■ Provided passage ■
-=-=-
How Often Would I Need Treatment?
This will depend on your condition, with treatments usually once per week until the issue is resolved. Many conditions can resolve within 4-6 treatments, though if it is an acute condition or injury then only one or two treatments may be required. We treat the underlying condition identified during treatment to achieve lasting results. The aim is for you to experience an improvement after each treatment and to be able to self-manage once the issue has been resolved.
Is Acupuncture Covered by My Health Insurance or Medicare?
Dr Audrey is registered with all the major health funds and you may claim your rebate on the spot at your time of treatment. If you are unsure if you are covered for acupuncture, please check with your policy provider.
Acupuncture is not currently covered by Medicare.
What Do I Need to Bring to My Treatment?
Please bring in any relevant reports or scans if you have not emailed them prior to your appointment.
You are not required to wear anything specific.
What if I Don’t Like Needles? Does it Hurt?
-=-=-
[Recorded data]

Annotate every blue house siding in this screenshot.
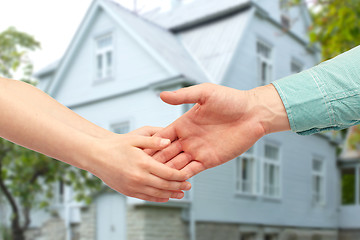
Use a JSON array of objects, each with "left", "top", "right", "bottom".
[
  {"left": 194, "top": 132, "right": 338, "bottom": 228},
  {"left": 222, "top": 11, "right": 320, "bottom": 90},
  {"left": 194, "top": 8, "right": 339, "bottom": 228},
  {"left": 28, "top": 0, "right": 339, "bottom": 239}
]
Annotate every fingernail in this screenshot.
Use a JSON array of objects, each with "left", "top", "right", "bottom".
[{"left": 160, "top": 139, "right": 171, "bottom": 147}]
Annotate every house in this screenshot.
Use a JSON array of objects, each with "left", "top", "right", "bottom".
[{"left": 9, "top": 0, "right": 346, "bottom": 240}]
-=-=-
■ Tasks ■
#1 According to the acupuncture FAQ, within how many treatments can many conditions resolve?
#2 From the acupuncture FAQ, extract the part that opens with the words containing "Is Acupuncture Covered" and closes with "wear anything specific.".

■ Answers for the exercise ■
#1 Many conditions can resolve within 4-6 treatments.

#2
Is Acupuncture Covered by My Health Insurance or Medicare?
Dr Audrey is registered with all the major health funds and you may claim your rebate on the spot at your time of treatment. If you are unsure if you are covered for acupuncture, please check with your policy provider.
Acupuncture is not currently covered by Medicare.
What Do I Need to Bring to My Treatment?
Please bring in any relevant reports or scans if you have not emailed them prior to your appointment.
You are not required to wear anything specific.